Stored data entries
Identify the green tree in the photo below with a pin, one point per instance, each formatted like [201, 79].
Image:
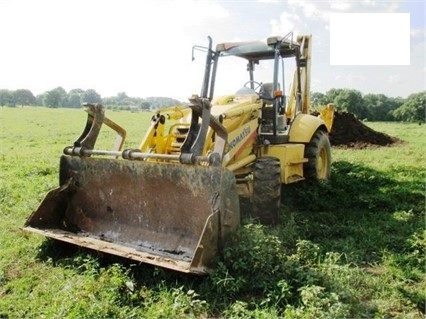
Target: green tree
[413, 109]
[55, 98]
[7, 98]
[145, 105]
[91, 96]
[380, 107]
[24, 97]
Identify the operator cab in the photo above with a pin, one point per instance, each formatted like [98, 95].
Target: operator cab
[274, 126]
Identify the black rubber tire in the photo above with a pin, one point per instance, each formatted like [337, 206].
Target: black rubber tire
[318, 153]
[267, 190]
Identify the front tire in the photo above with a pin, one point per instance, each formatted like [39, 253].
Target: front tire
[267, 190]
[318, 153]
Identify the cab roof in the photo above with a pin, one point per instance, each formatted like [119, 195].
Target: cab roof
[258, 50]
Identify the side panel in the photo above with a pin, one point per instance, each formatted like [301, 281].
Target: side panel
[303, 128]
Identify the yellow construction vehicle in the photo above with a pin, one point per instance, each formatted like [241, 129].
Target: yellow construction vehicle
[174, 200]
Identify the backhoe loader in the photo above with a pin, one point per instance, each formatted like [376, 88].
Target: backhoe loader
[175, 199]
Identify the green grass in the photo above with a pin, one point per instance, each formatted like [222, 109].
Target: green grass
[353, 247]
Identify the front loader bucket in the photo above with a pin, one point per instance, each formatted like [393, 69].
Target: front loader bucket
[170, 215]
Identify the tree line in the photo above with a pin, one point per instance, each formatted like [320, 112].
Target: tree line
[372, 107]
[59, 97]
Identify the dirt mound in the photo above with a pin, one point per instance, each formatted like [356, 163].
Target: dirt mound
[349, 132]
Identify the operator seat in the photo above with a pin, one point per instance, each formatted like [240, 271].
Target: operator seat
[267, 93]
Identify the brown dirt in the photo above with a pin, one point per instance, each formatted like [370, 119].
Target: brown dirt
[349, 132]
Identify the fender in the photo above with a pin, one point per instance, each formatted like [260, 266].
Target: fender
[303, 128]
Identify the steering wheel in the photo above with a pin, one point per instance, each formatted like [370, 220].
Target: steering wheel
[256, 85]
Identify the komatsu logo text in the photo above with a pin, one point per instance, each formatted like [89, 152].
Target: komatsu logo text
[239, 137]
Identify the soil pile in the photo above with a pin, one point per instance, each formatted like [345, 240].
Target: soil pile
[349, 132]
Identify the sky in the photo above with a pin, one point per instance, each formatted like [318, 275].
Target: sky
[144, 48]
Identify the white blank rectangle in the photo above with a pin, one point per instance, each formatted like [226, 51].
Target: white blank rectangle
[370, 38]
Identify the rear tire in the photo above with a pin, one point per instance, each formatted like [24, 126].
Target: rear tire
[318, 153]
[267, 190]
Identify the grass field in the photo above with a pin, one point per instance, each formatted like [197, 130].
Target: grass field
[353, 247]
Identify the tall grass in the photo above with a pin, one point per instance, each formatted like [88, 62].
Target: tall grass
[353, 247]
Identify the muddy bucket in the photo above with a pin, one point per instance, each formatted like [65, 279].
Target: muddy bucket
[170, 215]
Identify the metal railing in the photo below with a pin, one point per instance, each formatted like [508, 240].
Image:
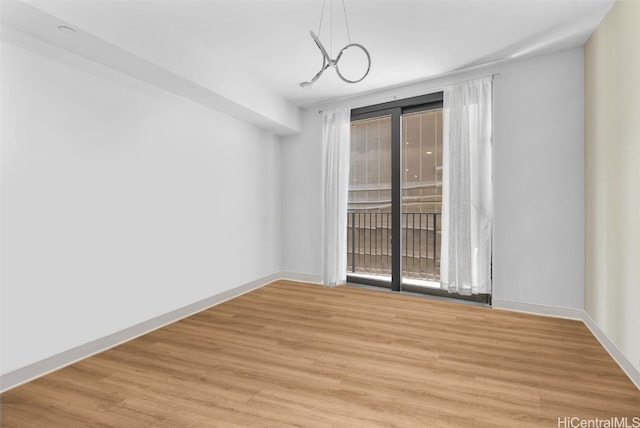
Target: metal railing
[369, 244]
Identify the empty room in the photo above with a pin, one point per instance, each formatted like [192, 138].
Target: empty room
[320, 213]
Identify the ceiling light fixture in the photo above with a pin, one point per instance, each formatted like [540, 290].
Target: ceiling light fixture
[326, 57]
[67, 30]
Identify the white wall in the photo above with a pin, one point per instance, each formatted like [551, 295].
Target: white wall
[121, 202]
[538, 179]
[612, 178]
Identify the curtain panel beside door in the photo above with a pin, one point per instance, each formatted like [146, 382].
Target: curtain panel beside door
[467, 196]
[336, 131]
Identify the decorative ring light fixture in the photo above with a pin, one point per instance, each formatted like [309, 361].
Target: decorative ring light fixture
[326, 57]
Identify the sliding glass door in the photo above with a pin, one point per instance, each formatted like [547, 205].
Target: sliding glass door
[395, 196]
[369, 243]
[421, 197]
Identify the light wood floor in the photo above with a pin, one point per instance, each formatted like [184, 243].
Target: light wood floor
[293, 354]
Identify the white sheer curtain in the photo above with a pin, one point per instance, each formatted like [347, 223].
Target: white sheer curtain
[336, 130]
[467, 197]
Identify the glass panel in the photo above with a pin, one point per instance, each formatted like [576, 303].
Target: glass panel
[421, 197]
[369, 209]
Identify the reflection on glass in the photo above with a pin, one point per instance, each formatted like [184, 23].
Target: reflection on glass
[421, 197]
[369, 209]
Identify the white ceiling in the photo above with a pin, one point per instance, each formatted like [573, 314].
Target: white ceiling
[266, 43]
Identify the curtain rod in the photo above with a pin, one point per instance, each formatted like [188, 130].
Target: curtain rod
[493, 77]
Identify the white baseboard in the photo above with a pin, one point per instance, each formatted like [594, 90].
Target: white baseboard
[612, 349]
[300, 277]
[32, 371]
[580, 315]
[536, 309]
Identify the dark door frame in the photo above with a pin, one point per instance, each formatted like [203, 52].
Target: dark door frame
[395, 109]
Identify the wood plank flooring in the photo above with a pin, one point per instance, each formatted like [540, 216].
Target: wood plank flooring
[292, 354]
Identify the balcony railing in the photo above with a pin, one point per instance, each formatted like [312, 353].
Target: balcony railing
[369, 245]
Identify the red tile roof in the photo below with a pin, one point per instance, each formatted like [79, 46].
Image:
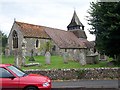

> **EXERCISE REQUIREMENTS**
Please report every line above that contains the word "logo", copying each one in full.

> **ANSWER TO THE TASK**
Identify the komatsu logo text in the photo above with a pin, one point per instance, each formatted like [89, 152].
Target: komatsu logo text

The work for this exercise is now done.